Write the records out again without change. Leave the pictures behind.

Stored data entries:
——————
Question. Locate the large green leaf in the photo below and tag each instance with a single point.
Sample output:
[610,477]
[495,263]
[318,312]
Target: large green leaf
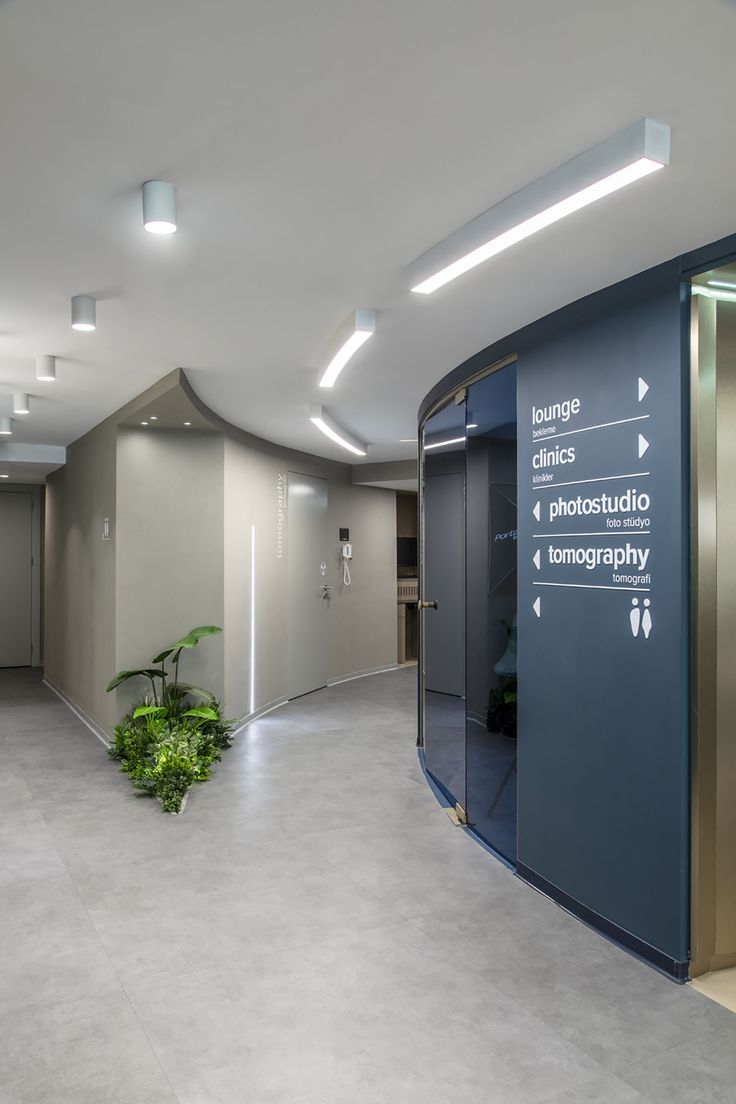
[161,656]
[196,691]
[148,711]
[204,630]
[203,711]
[189,640]
[147,672]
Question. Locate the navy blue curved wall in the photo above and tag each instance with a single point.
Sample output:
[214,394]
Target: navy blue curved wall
[604,742]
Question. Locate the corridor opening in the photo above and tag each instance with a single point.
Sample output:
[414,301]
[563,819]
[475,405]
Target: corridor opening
[469,678]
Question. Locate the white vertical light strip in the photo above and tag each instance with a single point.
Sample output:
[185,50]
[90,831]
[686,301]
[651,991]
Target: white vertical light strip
[253,619]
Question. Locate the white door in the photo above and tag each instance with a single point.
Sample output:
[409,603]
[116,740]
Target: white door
[308,597]
[16,568]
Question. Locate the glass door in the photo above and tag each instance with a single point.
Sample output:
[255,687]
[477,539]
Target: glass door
[443,622]
[492,688]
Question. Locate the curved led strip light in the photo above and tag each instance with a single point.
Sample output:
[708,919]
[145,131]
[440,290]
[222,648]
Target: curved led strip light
[326,423]
[352,336]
——————
## Response to this exercise
Question. Locate the large green leaf in the photo below and tag each instance with a single point.
Sample output:
[610,477]
[495,263]
[318,312]
Target: large green leaf
[161,656]
[196,691]
[148,711]
[204,630]
[203,711]
[189,640]
[147,672]
Question. Locate the navy blue curved wall in the photo above and tag each instance with a single point.
Sample output:
[214,394]
Target: navy blue curved wall
[604,742]
Question. Locate the corridor opening in the photo above and tag each instance with a single point.
Sample output:
[414,301]
[563,819]
[475,405]
Target: corridor opening
[469,678]
Question. Locate the white vertical light strip in the photo above and tag each instance with a single point.
Sample output:
[185,50]
[90,831]
[686,301]
[651,991]
Target: white vertical light strip
[253,619]
Question. Locate the white door in the photo above and tag each instance with a single point.
Sample output:
[409,603]
[116,740]
Target: white door
[308,597]
[16,568]
Question. Locate the glass door in the photo above and tag each instance with a single point.
Sample output:
[255,687]
[477,539]
Target: glass door
[443,622]
[492,688]
Question. Locate the curved led strip light in the photo above and tag each instance with a single point.
Sample output:
[708,919]
[145,131]
[440,290]
[222,648]
Target: curved led strip light
[326,423]
[352,336]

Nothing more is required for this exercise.